:: Text

What is AI Security?

Lucia Stanham - June 11, 2024

AI is poised to transform every industry and sector. As businesses oversee day-to-day operations, make critical decisions, or handle sensitive data, AI-based systems are playing an increasingly prominent role. However, with great innovation comes the potential for great risk. Enabling safe and secure adoption of AI has never been more important.

Building AI applications and infusing AI across operations presents security challenges that organizations need to address. Ensuring the security of your AI applications is essential for protecting your applications and processes against sophisticated cyber threats and safeguarding the privacy and integrity of your data.

In this post, we’ll cover the essentials of AI security. Then, we’ll look at common threats to AI systems, followed by key components and best practices in their security. By the end, you’ll have a clear understanding of how to keep your AI endeavors secure and resilient against threats.

::::
:: Supplied material

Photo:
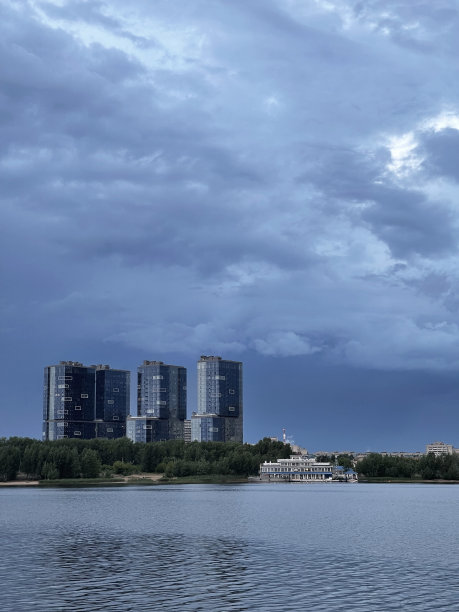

::::

▶ _What to produce_
Print the stretch of the AI security text starting with "What is AI Security?" and going on through "of your data.", copying it word for word.

▶ _Worked solution_
What is AI Security?

Lucia Stanham - June 11, 2024

AI is poised to transform every industry and sector. As businesses oversee day-to-day operations, make critical decisions, or handle sensitive data, AI-based systems are playing an increasingly prominent role. However, with great innovation comes the potential for great risk. Enabling safe and secure adoption of AI has never been more important.

Building AI applications and infusing AI across operations presents security challenges that organizations need to address. Ensuring the security of your AI applications is essential for protecting your applications and processes against sophisticated cyber threats and safeguarding the privacy and integrity of your data.